What is being asked: Line filter on the word "bowl": copy each matching line from the entries.

Natural language region descriptions
┄┄┄┄┄┄┄┄┄┄┄┄┄┄┄┄┄┄┄┄
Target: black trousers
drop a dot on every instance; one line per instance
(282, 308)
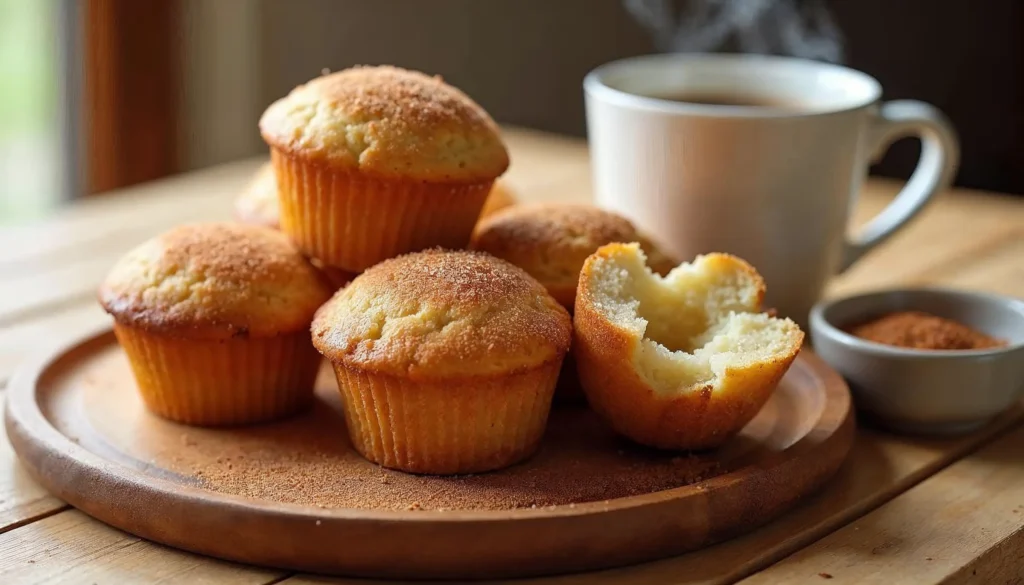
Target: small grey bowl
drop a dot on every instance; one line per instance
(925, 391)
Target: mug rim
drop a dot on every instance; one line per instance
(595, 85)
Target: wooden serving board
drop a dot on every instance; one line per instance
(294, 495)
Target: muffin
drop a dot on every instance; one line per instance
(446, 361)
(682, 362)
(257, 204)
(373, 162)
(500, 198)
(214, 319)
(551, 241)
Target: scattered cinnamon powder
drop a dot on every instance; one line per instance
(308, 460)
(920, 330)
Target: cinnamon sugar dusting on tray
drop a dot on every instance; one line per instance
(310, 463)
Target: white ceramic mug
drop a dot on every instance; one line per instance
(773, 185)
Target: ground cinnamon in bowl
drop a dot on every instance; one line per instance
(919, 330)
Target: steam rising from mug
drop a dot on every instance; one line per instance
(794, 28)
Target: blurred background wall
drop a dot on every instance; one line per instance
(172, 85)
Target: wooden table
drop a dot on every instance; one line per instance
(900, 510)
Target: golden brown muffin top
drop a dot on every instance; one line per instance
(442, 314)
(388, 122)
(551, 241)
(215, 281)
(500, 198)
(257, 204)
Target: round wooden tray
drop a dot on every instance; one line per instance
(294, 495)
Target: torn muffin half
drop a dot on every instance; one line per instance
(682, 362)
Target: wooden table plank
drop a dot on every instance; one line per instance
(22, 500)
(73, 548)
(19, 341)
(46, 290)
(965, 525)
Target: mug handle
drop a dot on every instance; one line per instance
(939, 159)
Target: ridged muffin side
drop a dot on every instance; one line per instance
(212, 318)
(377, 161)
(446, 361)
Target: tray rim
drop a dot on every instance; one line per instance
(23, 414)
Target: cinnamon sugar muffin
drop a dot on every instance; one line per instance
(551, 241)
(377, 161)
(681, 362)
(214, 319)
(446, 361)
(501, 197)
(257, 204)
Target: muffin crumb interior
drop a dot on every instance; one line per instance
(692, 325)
┄┄┄┄┄┄┄┄┄┄┄┄┄┄┄┄┄┄┄┄
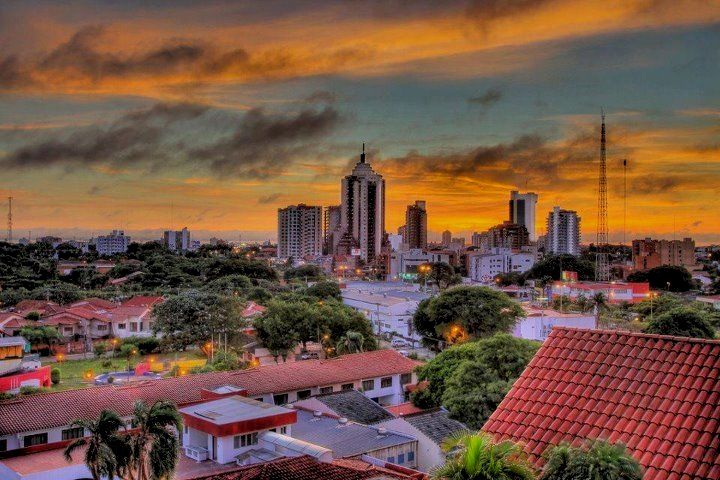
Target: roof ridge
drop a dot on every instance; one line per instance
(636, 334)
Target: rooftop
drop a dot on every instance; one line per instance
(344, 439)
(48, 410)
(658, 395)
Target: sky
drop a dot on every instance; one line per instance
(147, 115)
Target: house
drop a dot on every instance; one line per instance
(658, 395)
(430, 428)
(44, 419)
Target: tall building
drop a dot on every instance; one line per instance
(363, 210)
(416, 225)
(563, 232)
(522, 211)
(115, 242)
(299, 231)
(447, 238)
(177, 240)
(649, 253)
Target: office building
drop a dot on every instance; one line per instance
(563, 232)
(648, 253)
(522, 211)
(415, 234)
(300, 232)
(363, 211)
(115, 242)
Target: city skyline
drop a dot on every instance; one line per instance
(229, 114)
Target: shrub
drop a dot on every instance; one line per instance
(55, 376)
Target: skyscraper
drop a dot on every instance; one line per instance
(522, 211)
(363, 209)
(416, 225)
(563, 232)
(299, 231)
┄┄┄┄┄┄┄┄┄┄┄┄┄┄┄┄┄┄┄┄
Result of the task:
Target: small grey bowl
Target: ground cinnamon in bowl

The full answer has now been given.